→ Document

· · ·

Peter Hermann (kneeling) and Ariel Heller in the drama “War Horse.”

Ms. Hynes, whose Druid Theater production of the 1928 Sean O’Casey play “The Silver Tassie” arrives on Sunday as part of the 2011 Lincoln Center Festival, is hardly alone in feeling the urge to remind people just how bloody the conflict stretching from 1914 to 1918 was. “The war to end all wars,” as Woodrow Wilson optimistically called it, failed woefully in achieving that goal, to the point where the historian Adam Hochschild titled his acclaimed recent book about the period “To End All Wars.”

But the era has spawned a cultural cottage industry of material about the war, encompassings film (Steven Spielberg’s “War Horse” is due out in December), literature (“Bright’s Passage,” a first novel from the singer-songwriter Josh Ritter, about a West Virginia farm boy who survives the war through rather miraculous means, was released in June) and art (a recent Museum of Modern Art exhibition spotlighted the harrowing war-themed works of Otto Dix and Max Beckmann).

In a telephone interview Mr. Hochschild credited the surge in interest to several novels written in the 1990s, most notably the “Regeneration” trilogy by Pat Barker. But in recent years the highest concentration of war-themed projects have been seen on the stage. First came a revival of the 1928 R. C. Sherriff play “Journey’s End,” which follows a tense British infantry company holed up in the trenches of Saint-Quentin, France. The production, with its memorable curtain call displaying the names of some 6,000 dead soldiers, won critical accolades in 2007 but never caught on at the box office. It won the Tony Award for best revival a few hours after closing.

That production had transferred from London, as did the next major play about World War I to reach Broadway, the current “War Horse” at Lincoln Center. The adaptation of Michael Morpurgo’s young-adult novel about an English youth roaming war-ravaged France in search of his loyal horse (portrayed by a life-size puppet) connected with both critics and audiences; it won five Tonys last month. (Mr. Spielberg’s “War Horse” is a puppet-free adaptation of the novel.)

Not content with the plays already set in the period, directors are also transplanting the works of Shakespeare to these killing fields, as with the “King Lear” that is part of the Royal Shakespeare Company’s five-play residence at the Park Avenue Armory. “ ‘Lear’ is the ultimate play of collapse,” said its director, David Farr. “Nothing is left by the end. Not faith, not life, not breath, not even reason. The old world has been dismantled, but is there a new one? This was, I think, what many people felt at the end of World War I.”

Daniel Sullivan made a similar shift with his Public Theater production of “All’s Well That Ends Well” in Central Park this summer, although he allowed that the move had less to do with the war than with the technological advances that accompanied it. “Actually I just wanted to see Helena cure the king with a hypodermic needle,” he said.

Modernity plays a crucial role in several of these pieces, although rarely in such a beneficial fashion. The horrors of war occur offstage in “The Silver Tassie,” but O’Casey does include a scene in which two middle-aged men are reduced to, as one of them puts it, “hot and quivery” wrecks at the prospect of operating a telephone.

“War Horse,” meanwhile, takes a far darker view of change. In a deeply symbolic moment near the end of the play Joey, the title character, is nearly run over by a tank.

· · ·

Shape labeling records
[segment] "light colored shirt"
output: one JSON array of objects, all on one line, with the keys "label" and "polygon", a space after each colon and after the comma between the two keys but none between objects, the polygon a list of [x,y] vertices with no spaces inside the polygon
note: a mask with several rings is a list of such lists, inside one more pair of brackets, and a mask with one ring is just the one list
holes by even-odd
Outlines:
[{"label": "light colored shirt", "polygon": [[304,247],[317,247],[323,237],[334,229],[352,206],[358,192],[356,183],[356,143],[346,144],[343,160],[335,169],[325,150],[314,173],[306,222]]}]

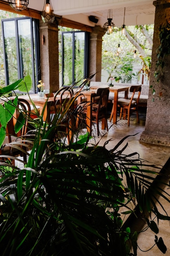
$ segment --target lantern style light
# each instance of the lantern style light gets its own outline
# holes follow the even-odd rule
[[[126,10],[126,8],[125,7],[124,11],[124,24],[121,27],[122,29],[121,30],[121,33],[124,35],[125,35],[126,34],[126,26],[125,25],[125,10]]]
[[[104,23],[103,27],[104,32],[108,35],[111,34],[113,32],[115,27],[115,24],[112,22],[113,19],[112,10],[111,12],[111,17],[110,18],[110,9],[108,10],[108,21]]]
[[[45,0],[43,10],[41,13],[42,20],[44,22],[53,23],[55,16],[53,12],[50,0]]]
[[[26,9],[29,3],[29,0],[8,0],[8,3],[16,11]]]

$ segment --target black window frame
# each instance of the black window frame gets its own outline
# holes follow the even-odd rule
[[[71,33],[72,34],[72,39],[73,39],[73,63],[72,63],[72,85],[70,85],[71,86],[73,85],[75,83],[76,78],[75,77],[75,34],[77,33],[80,33],[83,32],[85,34],[84,38],[84,78],[87,78],[89,76],[89,38],[90,38],[90,33],[86,31],[84,31],[82,30],[80,31],[63,31],[62,32],[62,85],[63,86],[65,86],[64,84],[64,36],[63,35],[64,34]],[[68,86],[68,85],[66,85]],[[77,86],[75,86],[75,87]]]

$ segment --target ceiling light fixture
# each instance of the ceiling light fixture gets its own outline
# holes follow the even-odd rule
[[[53,7],[50,0],[45,0],[43,10],[41,13],[42,20],[44,22],[53,23],[54,21],[55,16],[53,12]]]
[[[118,43],[118,47],[117,49],[117,52],[116,53],[116,55],[117,56],[119,56],[119,54],[121,52],[121,48],[120,48],[120,30],[119,31],[119,43]]]
[[[115,24],[112,22],[113,19],[112,10],[111,10],[111,18],[110,18],[110,9],[108,10],[108,21],[104,23],[103,27],[104,32],[108,35],[111,34],[113,32],[115,27]]]
[[[16,11],[26,9],[29,3],[29,0],[8,0],[8,3]]]
[[[122,30],[121,30],[121,33],[122,33],[122,34],[123,35],[126,35],[126,26],[125,25],[125,10],[126,10],[126,7],[125,7],[124,8],[124,24],[122,25]]]
[[[137,41],[137,29],[138,28],[138,26],[137,26],[137,29],[136,29],[136,43],[135,43],[135,49],[134,51],[134,54],[133,55],[133,57],[135,58],[136,58],[137,57],[137,52],[136,52],[136,42]]]

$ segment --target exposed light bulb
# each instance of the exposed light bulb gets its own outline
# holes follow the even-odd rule
[[[50,4],[49,3],[46,3],[45,7],[45,11],[47,13],[49,13],[51,10]]]
[[[122,30],[121,30],[121,33],[122,33],[123,35],[124,35],[124,36],[126,35],[126,30],[125,25],[124,25],[124,24],[122,26]]]
[[[119,54],[121,52],[121,49],[120,47],[120,44],[118,44],[118,47],[117,49],[117,53],[116,54],[116,55],[117,56],[119,56]]]
[[[112,32],[112,28],[111,26],[109,26],[108,27],[108,31],[109,34],[110,34]]]
[[[18,8],[20,8],[20,0],[17,0],[16,2],[16,7]]]

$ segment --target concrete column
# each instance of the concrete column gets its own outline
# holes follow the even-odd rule
[[[163,76],[159,81],[154,76],[157,61],[156,50],[159,45],[159,31],[170,21],[170,0],[157,0],[156,7],[148,109],[145,130],[140,141],[170,146],[170,55],[165,56]],[[169,41],[170,46],[170,41]],[[155,94],[152,94],[152,89]]]
[[[93,81],[101,81],[102,36],[104,32],[101,27],[95,26],[90,37],[89,74],[96,74]]]
[[[55,92],[59,88],[58,29],[53,23],[40,21],[41,78],[45,89]]]

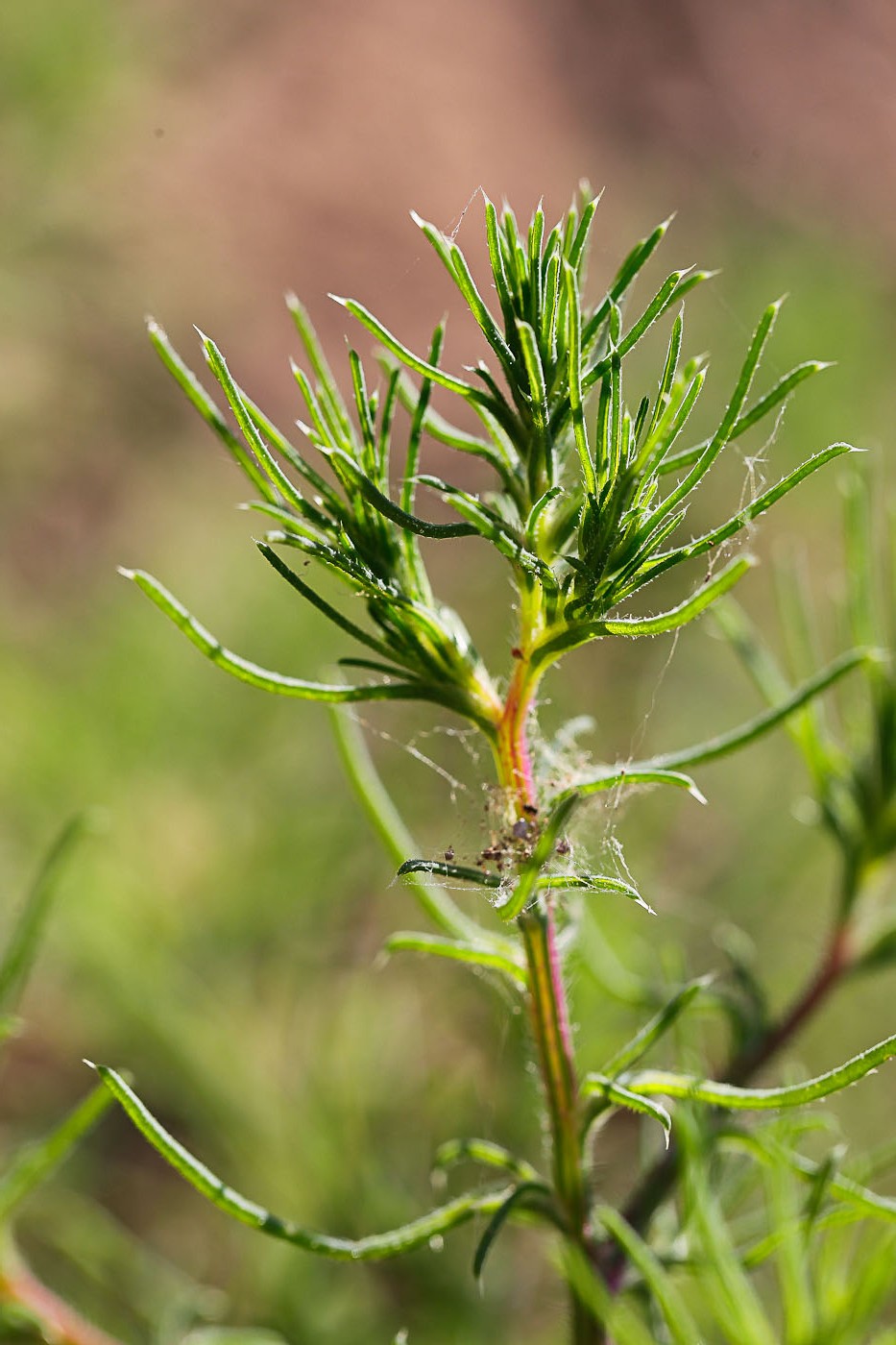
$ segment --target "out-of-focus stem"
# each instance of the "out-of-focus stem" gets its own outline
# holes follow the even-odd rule
[[[31,1314],[51,1345],[120,1345],[42,1284],[15,1254],[0,1270],[0,1303]]]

· · ·

→ Stated goal
Please quote the article on World War I plays word for word, beginning at the words "Modernity plays a" and stopping after "over by a tank.". These records were drawn from a separate source.

→ Solution
Modernity plays a crucial role in several of these pieces, although rarely in such a beneficial fashion. The horrors of war occur offstage in “The Silver Tassie,” but O’Casey does include a scene in which two middle-aged men are reduced to, as one of them puts it, “hot and quivery” wrecks at the prospect of operating a telephone.

“War Horse,” meanwhile, takes a far darker view of change. In a deeply symbolic moment near the end of the play Joey, the title character, is nearly run over by a tank.